[DATA]

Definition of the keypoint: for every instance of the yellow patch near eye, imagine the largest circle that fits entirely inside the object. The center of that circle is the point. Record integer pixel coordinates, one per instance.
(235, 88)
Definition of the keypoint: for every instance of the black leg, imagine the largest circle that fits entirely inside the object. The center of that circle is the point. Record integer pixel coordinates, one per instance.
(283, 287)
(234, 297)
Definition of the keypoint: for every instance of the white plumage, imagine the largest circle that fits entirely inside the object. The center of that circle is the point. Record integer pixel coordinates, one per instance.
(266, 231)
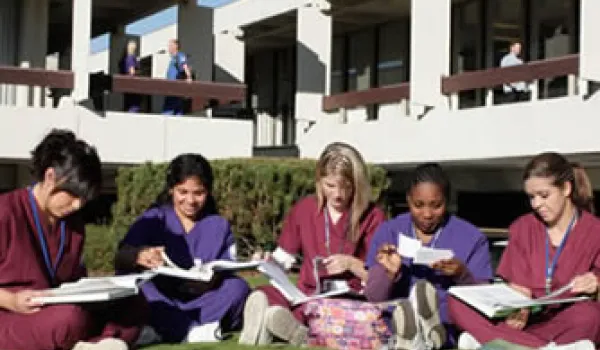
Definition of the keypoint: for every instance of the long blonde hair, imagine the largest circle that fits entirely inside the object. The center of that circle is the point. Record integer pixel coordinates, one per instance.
(344, 160)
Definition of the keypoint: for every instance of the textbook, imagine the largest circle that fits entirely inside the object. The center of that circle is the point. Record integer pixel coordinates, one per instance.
(202, 271)
(295, 296)
(413, 248)
(95, 289)
(500, 300)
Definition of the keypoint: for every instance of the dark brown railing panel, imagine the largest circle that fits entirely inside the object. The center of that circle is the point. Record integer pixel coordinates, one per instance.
(385, 94)
(490, 78)
(205, 91)
(36, 77)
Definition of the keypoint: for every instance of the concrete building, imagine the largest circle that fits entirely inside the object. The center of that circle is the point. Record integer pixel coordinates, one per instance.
(405, 81)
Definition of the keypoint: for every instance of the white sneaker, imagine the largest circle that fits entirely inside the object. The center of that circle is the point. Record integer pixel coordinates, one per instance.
(281, 323)
(206, 333)
(255, 331)
(407, 332)
(104, 344)
(468, 342)
(578, 345)
(148, 336)
(424, 300)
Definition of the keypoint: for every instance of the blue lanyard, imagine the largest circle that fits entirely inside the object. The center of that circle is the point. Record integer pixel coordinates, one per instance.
(51, 268)
(550, 267)
(435, 237)
(327, 233)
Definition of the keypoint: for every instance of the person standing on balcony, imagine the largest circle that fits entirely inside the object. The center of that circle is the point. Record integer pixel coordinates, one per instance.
(178, 69)
(516, 91)
(555, 246)
(129, 65)
(333, 228)
(424, 288)
(41, 247)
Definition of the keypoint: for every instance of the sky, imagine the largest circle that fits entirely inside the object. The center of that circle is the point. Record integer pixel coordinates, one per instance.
(152, 23)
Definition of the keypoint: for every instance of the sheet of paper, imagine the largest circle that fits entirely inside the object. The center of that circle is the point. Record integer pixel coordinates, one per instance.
(428, 256)
(407, 246)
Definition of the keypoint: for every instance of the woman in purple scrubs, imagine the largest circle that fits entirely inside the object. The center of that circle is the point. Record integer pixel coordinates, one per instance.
(422, 322)
(184, 223)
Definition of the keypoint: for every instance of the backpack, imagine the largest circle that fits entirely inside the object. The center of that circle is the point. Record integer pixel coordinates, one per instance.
(345, 324)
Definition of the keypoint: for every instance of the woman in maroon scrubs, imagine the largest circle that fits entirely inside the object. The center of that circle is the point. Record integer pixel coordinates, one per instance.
(555, 246)
(337, 225)
(41, 247)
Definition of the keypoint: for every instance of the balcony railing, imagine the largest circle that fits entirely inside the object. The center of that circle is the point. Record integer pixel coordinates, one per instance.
(531, 73)
(36, 77)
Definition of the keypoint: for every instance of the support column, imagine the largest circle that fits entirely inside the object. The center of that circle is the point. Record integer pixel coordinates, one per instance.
(230, 56)
(429, 54)
(195, 34)
(313, 57)
(33, 44)
(80, 49)
(589, 55)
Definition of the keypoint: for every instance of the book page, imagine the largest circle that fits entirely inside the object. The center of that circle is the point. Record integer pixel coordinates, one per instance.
(428, 256)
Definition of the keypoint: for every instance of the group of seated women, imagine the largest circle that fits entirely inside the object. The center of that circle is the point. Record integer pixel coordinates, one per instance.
(42, 239)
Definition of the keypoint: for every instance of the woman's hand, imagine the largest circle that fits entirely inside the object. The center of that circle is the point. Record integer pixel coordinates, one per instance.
(340, 263)
(388, 257)
(518, 320)
(21, 302)
(450, 267)
(150, 257)
(585, 284)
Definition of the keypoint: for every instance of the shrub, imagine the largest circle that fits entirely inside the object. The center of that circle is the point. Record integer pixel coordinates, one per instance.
(253, 194)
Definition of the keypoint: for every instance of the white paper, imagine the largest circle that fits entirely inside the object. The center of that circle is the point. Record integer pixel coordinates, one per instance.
(407, 246)
(428, 256)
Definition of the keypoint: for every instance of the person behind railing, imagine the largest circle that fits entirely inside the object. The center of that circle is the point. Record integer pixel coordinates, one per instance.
(129, 65)
(421, 320)
(41, 245)
(555, 246)
(178, 69)
(331, 230)
(515, 91)
(184, 224)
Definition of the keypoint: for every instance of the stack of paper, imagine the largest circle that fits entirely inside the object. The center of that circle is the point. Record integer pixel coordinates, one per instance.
(95, 289)
(295, 296)
(413, 249)
(500, 300)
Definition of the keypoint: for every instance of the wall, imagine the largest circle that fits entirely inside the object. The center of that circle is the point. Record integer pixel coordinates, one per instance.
(480, 133)
(126, 138)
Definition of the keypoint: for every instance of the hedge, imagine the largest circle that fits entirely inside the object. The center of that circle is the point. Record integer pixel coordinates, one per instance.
(253, 194)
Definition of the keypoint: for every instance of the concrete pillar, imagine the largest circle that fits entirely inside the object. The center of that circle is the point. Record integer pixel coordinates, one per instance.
(80, 49)
(33, 44)
(313, 71)
(230, 56)
(589, 54)
(429, 53)
(195, 34)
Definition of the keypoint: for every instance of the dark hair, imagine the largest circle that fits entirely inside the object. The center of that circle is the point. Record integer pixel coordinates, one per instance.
(432, 173)
(76, 164)
(183, 167)
(555, 166)
(584, 187)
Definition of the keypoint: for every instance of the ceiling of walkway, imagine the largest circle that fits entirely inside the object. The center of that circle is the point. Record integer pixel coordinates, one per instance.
(106, 16)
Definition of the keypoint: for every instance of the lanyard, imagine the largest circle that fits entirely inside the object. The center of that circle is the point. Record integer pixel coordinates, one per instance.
(550, 267)
(435, 237)
(328, 234)
(51, 268)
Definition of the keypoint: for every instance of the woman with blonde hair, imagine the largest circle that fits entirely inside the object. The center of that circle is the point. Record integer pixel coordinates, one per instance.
(334, 226)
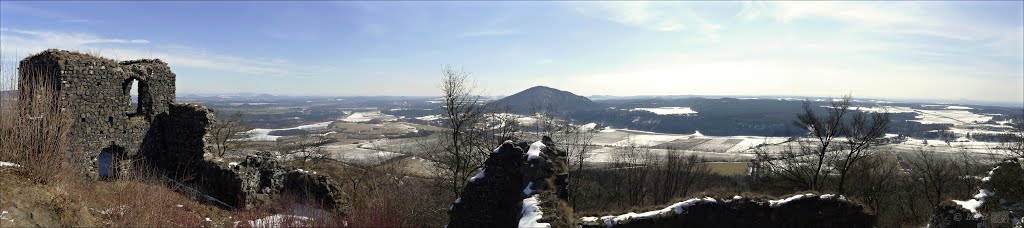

[EXERCISE]
Rewrite every row above, swapping "largest circle" for "biggest circle" wherever it occurs and leaving everything else as is. Omit the pictures.

[WORKED ANSWER]
Definition of the keypoint: for every instance of the yellow patch near eye, imagine the biggest circle that fits entirely inside the object. The center of that circle is the point. Record integer pixel coordinates, one per instance.
(235, 88)
Definition of the keypoint: for every instance of the black leg, imagine the biggest circle that fits entirely inside the object. The center of that circle is the point. Record integer pixel coordinates, one per instance.
(283, 287)
(234, 297)
Definition of the keypoint: for every instance of the white plumage, imagine the biggest circle that fits entirely inside the object. The center of that circle is the point. Record integer pixel coordinates, one per instance.
(266, 231)
Definition of the keypoint: for every instance of the long blonde hair, imagine the biggest circle that fits entirely inside the object. The center of that circle is the point. Record integer pixel coordinates, one per instance.
(344, 160)
Definition of the keypoint: for every instance of the textbook, imagine the biggest circle that fits entirely inside the object. The center of that circle is the point. Record integer pixel coordinates, one per instance.
(202, 271)
(295, 296)
(413, 248)
(95, 289)
(500, 300)
Definition of the keypoint: for every instance of the dark brown railing panel, imagine the biggest circle that fits entirely inside the object. The center of that circle is the point. Record integer pixel coordinates, one per instance.
(385, 94)
(490, 78)
(205, 91)
(36, 77)
Definition of the keypoint: for every instance of the concrete building, imagine the biggest circle that fits entirely inside the object. The center of that circle is the point. Record integer pixel coordinates, one per instance.
(405, 81)
Definition of the keypoint: for every instance of the white sneaker, imagine the biggest circle that fits entirely inside the object. The center of that circle is the point. Record integer pixel coordinates, one per instance.
(281, 323)
(206, 333)
(255, 331)
(407, 332)
(104, 344)
(468, 342)
(578, 345)
(148, 336)
(424, 300)
Definition of the keypoint: for every instance of the blue lanyard, imagine the biggest circle that fits entirely inside the object. The center of that circle is the point. Record integer pixel coordinates, one per instance.
(51, 268)
(550, 267)
(435, 237)
(327, 233)
Definition of the keypoint: for every instance of the person standing on balcony, imagine the biggest circle that fits entirely inside the object. The center of that circle is the point. Record integer pixel coordinates, one per instance.
(178, 69)
(516, 91)
(555, 246)
(129, 65)
(333, 228)
(424, 288)
(41, 247)
Definition of the keypoint: for every instance of the sky, imagine the biggest circle that fits entirely inside the object. The center of that circle is the point. Record integer pixel coordinates, one per instance.
(152, 23)
Definition of the keypoint: for every instance of the sheet of paper, imagine the biggest circle that fits entirely inside the object. The center of that circle is the point. Record integer pixel coordinates, one per instance.
(428, 256)
(407, 246)
Definition of the keypoint: for every instance of the woman in purple scrubs, imagine the biggest circle that fits entirely inside the object. The center of that circle is the point. Record integer pixel coordinates, one per instance.
(422, 322)
(184, 223)
Definition of the keypoint: for every instance of the backpack, imagine the biggest circle that fits entirely inside the object. The center of that circle is the point. Record integer pixel coordinates, one per instance.
(345, 324)
Definition of the keypoint: for every instance of the woman in maroon scrubs, imagine the biggest circle that fits entirely inside the object. The center of that circle is the point. Record integer pixel coordinates, one per instance.
(555, 246)
(337, 225)
(41, 247)
Definition of the keypoint: for every instance of the balcony railing, imagine the biggest circle that fits entirely inside the object. The center of that circle is the point. Record integer pixel coordinates, one per instance.
(531, 73)
(36, 77)
Definition of the keypoint: for every instance of the support column, imagine the biggest circle that fits entirely inside the object. The center of that circle is the point. Record integer pixel coordinates, one per instance.
(230, 56)
(429, 54)
(195, 34)
(313, 57)
(33, 44)
(80, 49)
(589, 55)
Definition of the keypoint: for every instance of the book page, imagine the biggest circle that fits entirely inside the object. The center of that circle is the point. Record integer pixel coordinates, one per instance.
(428, 256)
Definition of the keypoint: for every instance of the group of seated women, imagine the biggest circle that fits entirely inside the object. The center of that circle is the point. Record integer pixel coordinates, one per instance.
(42, 239)
Definition of the keypoint: for every instance of the woman's hand, imagine the biggest circle that fits entirely inside the object. The center of that circle is the point. Record integer pixel coordinates, one per instance.
(340, 263)
(388, 257)
(518, 320)
(21, 302)
(450, 267)
(150, 257)
(585, 284)
Definition of the keypoint: for every instance of the shrub, imagine the biggest circle that fits entirely inside the object. The center of that circle is the point. Record integer pixel coordinates, one per instance.
(253, 194)
Definition of the keypoint: for every instance of the white paper, imagine the biggest circle that fits entirely inside the object. The center of that circle is the point. Record integer pixel coordinates, one per instance.
(407, 246)
(428, 256)
Definition of the keypoint: for every instance of the person behind railing, imagine the biggest circle that fits entirely inside the object. The center of that circle is the point. Record integer pixel coordinates, one per instance.
(129, 65)
(421, 320)
(41, 245)
(555, 246)
(178, 69)
(331, 230)
(515, 91)
(184, 224)
Definition of the keypoint: for every instance of the stack of paper, imagine the biggest circle that fits entirely inside the object. The center of that circle is the point. Record integer pixel coordinates, one per instance.
(95, 289)
(295, 296)
(413, 249)
(500, 300)
Definition of the keypoint: for every instance of the wall, imagine the biggest circle that fits entirely inside the object. The center of that circle is the point. Record integer pixel coordinates, one per instance.
(480, 133)
(126, 138)
Definition of the keypoint: for every instance of the hedge, imagine the biggest circle that fits entirely inside the object. The center of that circle is the point. Record integer pixel coordinates, one per instance.
(253, 194)
Definition of the keypoint: for every instance of the concrete pillar, imagine the biggest circle that fits entirely inside the object. The center of that circle is the point. Record integer pixel coordinates, one per instance.
(80, 49)
(33, 44)
(313, 71)
(230, 56)
(589, 54)
(429, 53)
(195, 34)
Definition of the keypoint: for every instance of the dark hair, imagine the biggest circle that fits entirely inside the object. The center of that circle is the point. Record integer pixel coordinates, one per instance.
(432, 173)
(76, 164)
(183, 167)
(555, 166)
(584, 187)
Definition of the keypoint: for every instance of the ceiling of walkway, imagine the biggest circle that fits entirely inside the object. The center of that circle is the point. Record integer pixel coordinates, one per instance.
(106, 16)
Definition of the keypoint: for every instance of the lanyard, imagine the biggest circle that fits entirely inside the object. The center of that circle is the point. Record integer pixel coordinates, one per instance.
(550, 267)
(435, 237)
(328, 234)
(51, 268)
Definition of the keypoint: for every instance of the woman with blonde hair, imagine the biggest circle that fits entirely inside the object. The center of that circle is the point. Record integer pixel coordinates, one per instance.
(334, 226)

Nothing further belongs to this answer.